We only ran for the first team id. We want to first flush out the process and ensure our data is correct before needing to spend time waiting for web pages to load. Taking an iterative approach allows us to test at each step of the process and understand what the data will look like. Now, parse each team page to find the player ids. This Regular Expression will look similar to the team one we used.

RX_PLAYER = r'/womensworldcup/players/player/(d+)/'

ALL_PLAYERS = {}
for response_text in response_teams:
    players = {i: {} for i in set(re.findall(RX_PLAYER, response_text))}
    ALL_PLAYERS.update(players)

Look at ALL_PLAYERS to check if we have valid player ids. Here we are setting up a dictionary that will allow us to store information about each player. Dictionaries are just ways to store data that can be looked up with a key. In a list, each item is stored one after another. If we wanted to find a specific player, we will need to look at each item in the list until we find a match. Here, dictionaries allow us to get the player immediately when we know their key value (player id). When looping over a dictionary you are given the key and will be able to access the value.

Hopefully these steps are making sense and you know we will be fetching the player data next. To keep the fetching and parsing separated, we will save each of the responses as attributes on the player. Next we will be able to iterate over each player and parse their values. Later if we realize there is a new value to parse or we want to update our parsing logic, we won't need to fetch the raw data.

_TASK GOAL_. Write out the passage of the web-scraping walkthrough that opens with the words containing "RX_PLAYER = r'/womensworldcup/players/player/(d+)/'" and closes with "ALL_PLAYERS.update(players)".

_ENTRIES PROVIDED_.
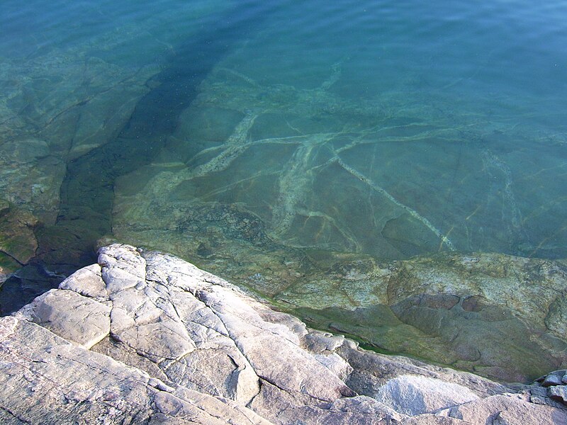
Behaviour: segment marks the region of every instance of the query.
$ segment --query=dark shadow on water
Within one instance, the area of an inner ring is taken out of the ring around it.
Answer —
[[[279,2],[240,2],[230,13],[208,20],[196,38],[174,47],[153,88],[137,104],[113,140],[67,164],[61,187],[57,222],[36,230],[37,256],[0,288],[0,314],[8,314],[62,277],[96,261],[96,244],[112,230],[115,180],[151,162],[174,130],[181,111],[195,98],[197,87],[240,40],[257,28]]]

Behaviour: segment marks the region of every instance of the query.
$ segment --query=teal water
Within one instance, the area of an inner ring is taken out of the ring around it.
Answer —
[[[566,1],[1,7],[3,313],[112,240],[286,302],[330,258],[567,258]]]

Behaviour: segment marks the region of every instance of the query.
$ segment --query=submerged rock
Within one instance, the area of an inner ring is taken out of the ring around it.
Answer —
[[[120,244],[0,319],[0,419],[13,424],[567,423],[539,384],[513,394],[366,351],[181,259]]]

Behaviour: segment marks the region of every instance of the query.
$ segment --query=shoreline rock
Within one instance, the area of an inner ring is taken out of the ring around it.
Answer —
[[[512,387],[367,351],[117,244],[0,319],[0,369],[10,424],[567,424],[564,370]]]

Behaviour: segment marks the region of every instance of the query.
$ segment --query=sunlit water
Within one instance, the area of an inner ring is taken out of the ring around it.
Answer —
[[[101,237],[269,297],[324,253],[567,257],[567,2],[1,10],[0,198],[52,279]]]

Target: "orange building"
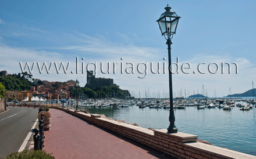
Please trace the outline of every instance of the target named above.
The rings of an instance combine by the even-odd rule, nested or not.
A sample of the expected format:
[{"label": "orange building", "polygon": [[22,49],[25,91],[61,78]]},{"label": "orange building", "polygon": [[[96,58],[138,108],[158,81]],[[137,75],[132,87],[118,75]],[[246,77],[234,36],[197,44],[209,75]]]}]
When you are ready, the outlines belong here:
[{"label": "orange building", "polygon": [[6,91],[7,97],[11,97],[15,100],[18,100],[20,97],[20,92],[15,91]]}]

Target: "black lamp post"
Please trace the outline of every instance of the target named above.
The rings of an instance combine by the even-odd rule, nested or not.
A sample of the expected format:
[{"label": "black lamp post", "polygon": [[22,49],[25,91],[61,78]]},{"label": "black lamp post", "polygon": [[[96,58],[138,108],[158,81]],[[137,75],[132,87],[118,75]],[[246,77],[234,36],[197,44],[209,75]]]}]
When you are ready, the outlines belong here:
[{"label": "black lamp post", "polygon": [[167,40],[166,44],[168,45],[169,86],[170,91],[170,115],[169,116],[169,121],[170,121],[170,125],[167,129],[169,133],[176,133],[177,132],[177,128],[175,124],[175,117],[173,112],[172,73],[170,71],[172,64],[170,59],[170,44],[172,43],[170,39],[172,38],[173,34],[176,33],[177,25],[180,17],[177,16],[175,12],[170,11],[170,9],[171,8],[167,5],[167,6],[165,8],[166,11],[161,15],[160,18],[157,20],[157,21],[158,23],[160,30],[162,32],[162,36],[163,35],[165,37],[165,38]]},{"label": "black lamp post", "polygon": [[65,91],[62,91],[62,107],[64,107],[64,93]]},{"label": "black lamp post", "polygon": [[74,85],[76,87],[76,110],[78,110],[78,98],[77,98],[77,92],[78,92],[78,86],[79,86],[79,82],[77,81],[77,79],[74,82]]}]

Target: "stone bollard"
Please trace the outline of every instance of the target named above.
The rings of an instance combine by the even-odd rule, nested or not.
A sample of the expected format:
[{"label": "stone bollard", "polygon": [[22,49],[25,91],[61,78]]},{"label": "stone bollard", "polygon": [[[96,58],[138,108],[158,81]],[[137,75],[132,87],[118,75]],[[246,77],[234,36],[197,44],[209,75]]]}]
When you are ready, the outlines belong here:
[{"label": "stone bollard", "polygon": [[40,135],[39,135],[39,129],[35,129],[35,135],[34,135],[34,150],[39,150],[40,148]]},{"label": "stone bollard", "polygon": [[41,114],[41,120],[39,121],[39,131],[40,134],[40,149],[42,150],[44,147],[44,114]]}]

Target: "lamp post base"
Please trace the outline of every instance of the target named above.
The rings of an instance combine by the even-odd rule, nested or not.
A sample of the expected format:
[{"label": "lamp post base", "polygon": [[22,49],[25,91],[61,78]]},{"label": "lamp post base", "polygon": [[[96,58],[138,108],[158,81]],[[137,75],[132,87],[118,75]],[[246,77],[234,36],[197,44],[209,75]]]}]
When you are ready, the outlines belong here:
[{"label": "lamp post base", "polygon": [[175,126],[169,126],[167,128],[167,132],[168,133],[177,133],[178,132],[178,129]]}]

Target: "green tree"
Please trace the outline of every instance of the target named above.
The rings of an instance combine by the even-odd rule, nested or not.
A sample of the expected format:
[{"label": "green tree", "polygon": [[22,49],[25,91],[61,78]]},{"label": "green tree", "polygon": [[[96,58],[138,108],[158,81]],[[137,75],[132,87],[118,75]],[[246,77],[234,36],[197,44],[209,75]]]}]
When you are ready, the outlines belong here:
[{"label": "green tree", "polygon": [[5,86],[0,82],[0,97],[3,99],[6,93]]}]

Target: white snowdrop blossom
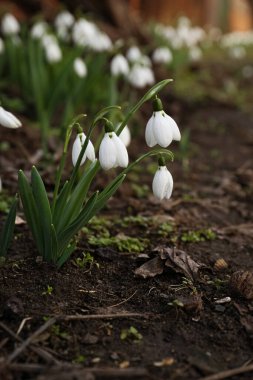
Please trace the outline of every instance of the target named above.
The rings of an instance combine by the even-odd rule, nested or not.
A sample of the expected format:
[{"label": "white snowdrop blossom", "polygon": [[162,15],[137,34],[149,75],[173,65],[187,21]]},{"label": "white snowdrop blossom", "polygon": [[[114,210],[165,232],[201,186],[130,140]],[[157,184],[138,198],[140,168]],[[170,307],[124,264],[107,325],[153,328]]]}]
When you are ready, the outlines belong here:
[{"label": "white snowdrop blossom", "polygon": [[45,46],[46,59],[49,63],[57,63],[62,59],[62,51],[57,43]]},{"label": "white snowdrop blossom", "polygon": [[0,54],[2,54],[3,52],[4,52],[4,42],[2,38],[0,38]]},{"label": "white snowdrop blossom", "polygon": [[127,76],[129,73],[129,65],[127,59],[122,54],[117,54],[111,61],[111,73],[113,76]]},{"label": "white snowdrop blossom", "polygon": [[142,53],[137,46],[131,46],[126,53],[126,57],[130,62],[139,61],[141,56],[142,56]]},{"label": "white snowdrop blossom", "polygon": [[31,37],[39,40],[47,34],[48,24],[45,21],[36,22],[31,28]]},{"label": "white snowdrop blossom", "polygon": [[19,128],[21,122],[11,112],[6,111],[0,106],[0,125],[6,128]]},{"label": "white snowdrop blossom", "polygon": [[6,36],[13,36],[20,31],[20,25],[16,17],[11,13],[6,13],[2,18],[2,32]]},{"label": "white snowdrop blossom", "polygon": [[136,63],[129,72],[128,81],[136,88],[152,85],[155,82],[153,70]]},{"label": "white snowdrop blossom", "polygon": [[76,75],[80,78],[84,78],[87,75],[87,67],[85,62],[81,58],[76,58],[73,64]]},{"label": "white snowdrop blossom", "polygon": [[166,166],[159,166],[152,183],[154,196],[160,200],[169,199],[173,190],[173,178]]},{"label": "white snowdrop blossom", "polygon": [[202,50],[198,46],[193,46],[189,49],[189,58],[192,62],[200,61],[202,56]]},{"label": "white snowdrop blossom", "polygon": [[160,47],[154,50],[152,55],[155,63],[170,63],[173,59],[172,53],[167,47]]},{"label": "white snowdrop blossom", "polygon": [[[77,163],[79,154],[82,150],[82,146],[85,143],[85,140],[86,140],[86,135],[84,133],[78,133],[78,135],[76,136],[76,139],[74,141],[73,148],[72,148],[72,163],[74,166]],[[83,155],[83,158],[82,158],[80,165],[84,164],[86,158],[88,158],[90,161],[95,161],[95,159],[96,159],[95,149],[94,149],[94,146],[90,140],[88,142],[87,148],[84,152],[84,155]]]},{"label": "white snowdrop blossom", "polygon": [[154,112],[147,123],[145,139],[149,147],[158,144],[163,148],[169,146],[172,140],[181,140],[177,123],[164,112],[162,102],[158,98],[154,100]]},{"label": "white snowdrop blossom", "polygon": [[[118,125],[118,127],[119,126],[120,126],[120,124]],[[117,129],[118,129],[118,127],[117,127]],[[130,132],[130,129],[127,125],[122,129],[121,133],[119,134],[119,138],[123,142],[125,147],[129,146],[129,144],[131,142],[131,132]]]},{"label": "white snowdrop blossom", "polygon": [[104,170],[128,165],[128,153],[124,143],[112,130],[105,126],[105,135],[99,147],[99,162]]},{"label": "white snowdrop blossom", "polygon": [[74,16],[72,15],[72,13],[68,11],[60,12],[54,20],[56,29],[71,28],[74,22],[75,22]]}]

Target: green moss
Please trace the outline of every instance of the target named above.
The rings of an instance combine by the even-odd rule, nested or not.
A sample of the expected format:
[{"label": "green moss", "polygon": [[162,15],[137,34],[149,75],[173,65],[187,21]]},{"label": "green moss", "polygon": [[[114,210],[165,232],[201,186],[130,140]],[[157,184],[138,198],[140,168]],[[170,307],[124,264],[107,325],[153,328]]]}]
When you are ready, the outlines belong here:
[{"label": "green moss", "polygon": [[181,241],[184,243],[199,243],[201,241],[216,239],[216,233],[210,228],[196,231],[187,231],[181,235]]},{"label": "green moss", "polygon": [[90,236],[89,244],[98,247],[114,247],[119,252],[132,252],[140,253],[143,252],[148,244],[148,239],[137,239],[126,235],[110,236],[110,237],[96,237]]}]

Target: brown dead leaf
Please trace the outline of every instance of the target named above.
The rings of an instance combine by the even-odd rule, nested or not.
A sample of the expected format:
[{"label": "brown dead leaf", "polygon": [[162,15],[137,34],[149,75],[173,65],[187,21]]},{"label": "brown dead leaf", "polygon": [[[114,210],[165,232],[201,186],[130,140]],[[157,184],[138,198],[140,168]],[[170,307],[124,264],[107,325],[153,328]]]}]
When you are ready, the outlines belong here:
[{"label": "brown dead leaf", "polygon": [[166,267],[170,267],[175,272],[184,274],[191,280],[195,280],[199,275],[199,268],[204,265],[194,261],[186,252],[179,249],[163,248],[161,258],[167,258]]},{"label": "brown dead leaf", "polygon": [[155,277],[158,274],[162,274],[164,271],[164,261],[160,258],[160,256],[155,257],[142,264],[139,268],[135,270],[135,274],[137,276],[141,276],[143,278],[147,277]]},{"label": "brown dead leaf", "polygon": [[169,267],[175,272],[195,280],[199,276],[199,269],[204,267],[204,264],[197,263],[186,252],[176,248],[157,247],[155,251],[159,253],[159,256],[137,268],[136,275],[143,278],[155,277]]}]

_TASK RESPONSE_.
RX_PLAYER = r'/womensworldcup/players/player/(d+)/'

ALL_PLAYERS = {}
for response_text in response_teams:
    players = {i: {} for i in set(re.findall(RX_PLAYER, response_text))}
    ALL_PLAYERS.update(players)